[Records]

** start **

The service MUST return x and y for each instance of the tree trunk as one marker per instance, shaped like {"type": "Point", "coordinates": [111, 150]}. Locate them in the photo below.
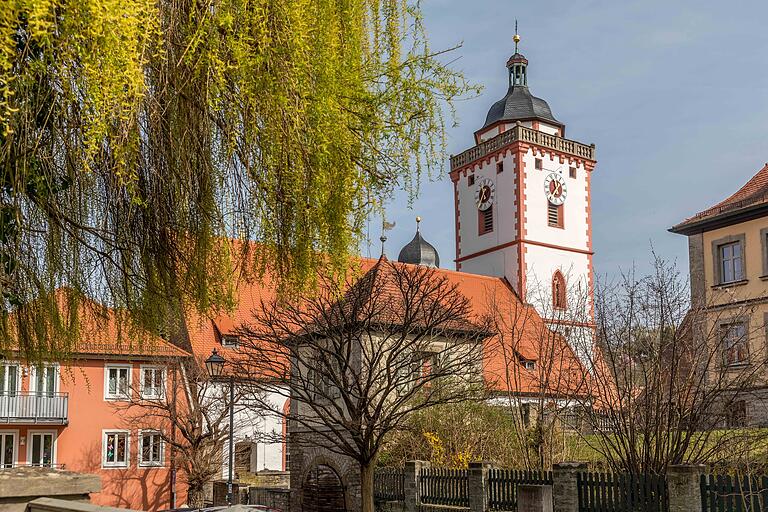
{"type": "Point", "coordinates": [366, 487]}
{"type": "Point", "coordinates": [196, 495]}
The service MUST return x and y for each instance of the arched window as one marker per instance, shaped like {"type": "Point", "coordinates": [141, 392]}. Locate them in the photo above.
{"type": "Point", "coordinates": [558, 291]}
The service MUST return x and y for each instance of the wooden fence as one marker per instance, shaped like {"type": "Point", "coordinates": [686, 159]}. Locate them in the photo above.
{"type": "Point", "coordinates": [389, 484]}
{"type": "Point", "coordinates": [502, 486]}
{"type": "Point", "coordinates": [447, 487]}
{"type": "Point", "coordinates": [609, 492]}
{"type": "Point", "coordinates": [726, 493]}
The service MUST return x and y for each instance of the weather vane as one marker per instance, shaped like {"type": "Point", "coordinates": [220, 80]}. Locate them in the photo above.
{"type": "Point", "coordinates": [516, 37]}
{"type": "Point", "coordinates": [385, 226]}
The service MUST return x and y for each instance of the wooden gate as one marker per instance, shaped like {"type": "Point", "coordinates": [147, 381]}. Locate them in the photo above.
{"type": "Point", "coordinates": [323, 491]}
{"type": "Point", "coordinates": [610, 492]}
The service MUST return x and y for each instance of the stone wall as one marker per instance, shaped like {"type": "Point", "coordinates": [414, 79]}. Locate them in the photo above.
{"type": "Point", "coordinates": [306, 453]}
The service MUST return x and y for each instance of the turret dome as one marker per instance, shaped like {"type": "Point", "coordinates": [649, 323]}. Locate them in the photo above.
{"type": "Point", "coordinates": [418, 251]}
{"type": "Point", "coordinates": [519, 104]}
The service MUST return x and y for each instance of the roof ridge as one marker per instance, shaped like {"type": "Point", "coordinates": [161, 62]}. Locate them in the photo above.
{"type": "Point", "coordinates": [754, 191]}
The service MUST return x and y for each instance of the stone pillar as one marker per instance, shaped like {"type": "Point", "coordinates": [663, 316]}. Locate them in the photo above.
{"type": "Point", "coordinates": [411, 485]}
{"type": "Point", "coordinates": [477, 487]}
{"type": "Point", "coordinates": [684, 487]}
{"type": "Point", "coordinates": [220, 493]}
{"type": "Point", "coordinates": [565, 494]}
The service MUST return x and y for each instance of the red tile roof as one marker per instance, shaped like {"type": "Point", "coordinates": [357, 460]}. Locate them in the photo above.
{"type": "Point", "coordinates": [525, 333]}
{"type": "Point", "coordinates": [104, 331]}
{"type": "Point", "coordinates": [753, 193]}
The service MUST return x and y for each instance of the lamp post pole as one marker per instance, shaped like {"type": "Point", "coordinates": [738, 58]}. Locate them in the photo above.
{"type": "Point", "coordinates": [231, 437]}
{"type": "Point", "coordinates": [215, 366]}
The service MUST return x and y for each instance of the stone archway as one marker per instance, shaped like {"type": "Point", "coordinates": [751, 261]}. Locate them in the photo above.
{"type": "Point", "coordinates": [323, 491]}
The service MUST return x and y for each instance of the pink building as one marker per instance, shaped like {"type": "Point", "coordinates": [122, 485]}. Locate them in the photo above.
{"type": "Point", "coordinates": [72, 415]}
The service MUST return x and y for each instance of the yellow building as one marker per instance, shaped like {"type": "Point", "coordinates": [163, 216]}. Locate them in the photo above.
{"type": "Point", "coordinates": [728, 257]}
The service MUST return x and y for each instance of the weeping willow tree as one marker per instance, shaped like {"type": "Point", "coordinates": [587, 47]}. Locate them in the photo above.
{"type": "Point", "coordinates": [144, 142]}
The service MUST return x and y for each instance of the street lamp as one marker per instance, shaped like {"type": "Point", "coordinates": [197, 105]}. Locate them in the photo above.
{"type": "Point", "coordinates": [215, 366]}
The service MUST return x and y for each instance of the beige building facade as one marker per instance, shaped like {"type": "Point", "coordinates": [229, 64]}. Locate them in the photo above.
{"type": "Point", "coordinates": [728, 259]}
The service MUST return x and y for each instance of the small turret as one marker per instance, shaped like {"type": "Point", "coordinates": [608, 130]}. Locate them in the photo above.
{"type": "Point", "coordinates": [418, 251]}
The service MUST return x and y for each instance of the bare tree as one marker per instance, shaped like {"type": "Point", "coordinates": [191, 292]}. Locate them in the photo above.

** end **

## [Given problem]
Please rewrite all the records above as a JSON list of strings, one string per line, skipping blank lines. Leave the pictures out.

## [Written solution]
[
  "The service MUST return x and y for each instance of the tree trunk as one marker per instance, shaped like {\"type\": \"Point\", \"coordinates\": [111, 150]}. Locate them in the photo below.",
  "{\"type\": \"Point\", \"coordinates\": [366, 487]}",
  "{\"type\": \"Point\", \"coordinates\": [196, 495]}",
  "The service MUST return x and y for each instance of the arched window as one marker per instance, shaped like {\"type\": \"Point\", \"coordinates\": [141, 392]}. Locate them in the photo above.",
  "{\"type\": \"Point\", \"coordinates\": [558, 291]}",
  "The service MUST return x and y for each instance of the wooden fence as one marker per instance, shaped like {\"type\": \"Point\", \"coordinates\": [686, 159]}. Locate them in the photo above.",
  "{\"type\": \"Point\", \"coordinates\": [389, 484]}",
  "{\"type\": \"Point\", \"coordinates\": [502, 486]}",
  "{\"type\": \"Point\", \"coordinates\": [447, 487]}",
  "{\"type\": \"Point\", \"coordinates\": [609, 492]}",
  "{\"type\": \"Point\", \"coordinates\": [726, 493]}",
  "The service MUST return x and y for each instance of the weather vane as one marker per instance, shaped like {\"type\": \"Point\", \"coordinates\": [220, 80]}. Locate them in the photo above.",
  "{\"type\": \"Point\", \"coordinates\": [516, 37]}",
  "{\"type\": \"Point\", \"coordinates\": [385, 226]}",
  "The service MUST return x and y for each instance of the wooden gate as one marker per instance, shaped like {\"type\": \"Point\", \"coordinates\": [147, 381]}. Locate them in the photo above.",
  "{\"type\": \"Point\", \"coordinates\": [323, 491]}",
  "{\"type\": \"Point\", \"coordinates\": [610, 492]}",
  "The service MUST return x and y for each instance of the stone wall as one marker per instance, shaped like {\"type\": \"Point\", \"coordinates\": [414, 79]}. Locate them in the photo above.",
  "{\"type\": \"Point\", \"coordinates\": [306, 453]}",
  "The service MUST return x and y for each instance of the turret dome as one marker per instance, shaped like {\"type\": \"Point\", \"coordinates\": [649, 323]}. Locate them in the photo above.",
  "{\"type\": \"Point\", \"coordinates\": [418, 251]}",
  "{\"type\": \"Point\", \"coordinates\": [519, 104]}",
  "The service MUST return x and y for each instance of the roof ridge as one marker per instance, shaped like {\"type\": \"Point\", \"coordinates\": [161, 62]}. Locate them in the photo above.",
  "{\"type\": \"Point\", \"coordinates\": [754, 191]}",
  "The service MUST return x and y for each instance of the stone pillar as one marker per instance, shaped like {\"type\": \"Point\", \"coordinates\": [663, 316]}. Locate them in the photo above.",
  "{\"type\": \"Point\", \"coordinates\": [411, 485]}",
  "{\"type\": \"Point\", \"coordinates\": [477, 487]}",
  "{\"type\": \"Point\", \"coordinates\": [684, 487]}",
  "{\"type\": \"Point\", \"coordinates\": [220, 493]}",
  "{\"type\": \"Point\", \"coordinates\": [565, 494]}",
  "The service MUST return x and y for each instance of the red tile roof as one marker per instance, shaped like {\"type\": \"Point\", \"coordinates\": [357, 460]}. Locate them in the photo above.",
  "{\"type\": \"Point\", \"coordinates\": [525, 333]}",
  "{\"type\": \"Point\", \"coordinates\": [104, 331]}",
  "{\"type\": \"Point\", \"coordinates\": [753, 193]}",
  "The service MUST return x and y for each instance of the lamp post pole as one marker per instance, shaped like {\"type\": \"Point\", \"coordinates\": [738, 58]}. Locate them in the photo above.",
  "{\"type\": \"Point\", \"coordinates\": [231, 437]}",
  "{\"type\": \"Point\", \"coordinates\": [215, 366]}",
  "The service MUST return x and y for each instance of the stone archway as one marker per instance, shaped like {\"type\": \"Point\", \"coordinates\": [751, 261]}. Locate them in the photo above.",
  "{\"type\": \"Point\", \"coordinates\": [323, 491]}",
  "The service MUST return x and y for each instance of the pink building as one marker per instance, shaped like {\"type\": \"Point\", \"coordinates\": [122, 485]}. Locate them in the photo above.",
  "{\"type\": \"Point\", \"coordinates\": [72, 415]}",
  "The service MUST return x and y for each instance of the yellow building as one marker per instance, shaped like {\"type\": \"Point\", \"coordinates\": [163, 216]}. Locate them in the photo above.",
  "{\"type\": \"Point\", \"coordinates\": [728, 257]}",
  "The service MUST return x and y for each instance of the weeping willow tree as one marker per instance, shaped like {\"type\": \"Point\", \"coordinates\": [587, 47]}. Locate them in the photo above.",
  "{\"type\": \"Point\", \"coordinates\": [144, 142]}",
  "The service MUST return x and y for each instance of the street lamp as one marker per instance, shaped like {\"type\": \"Point\", \"coordinates\": [197, 105]}. Locate them in the photo above.",
  "{\"type\": \"Point\", \"coordinates\": [215, 366]}",
  "The service MUST return x and y for each instance of the beige building facade as one marker per instance, shaped like {\"type\": \"Point\", \"coordinates\": [229, 64]}. Locate them in the photo above.",
  "{\"type\": \"Point\", \"coordinates\": [728, 259]}",
  "The service MUST return x and y for each instance of the small turret as one marker per instance, shaped like {\"type\": \"Point\", \"coordinates\": [608, 130]}. Locate them in the photo above.",
  "{\"type\": \"Point\", \"coordinates\": [418, 251]}",
  "The service MUST return x and y for each instance of the bare tree as one marker per instance, shaped like {\"type\": \"Point\", \"coordinates\": [191, 292]}. Locate them in the photo above."
]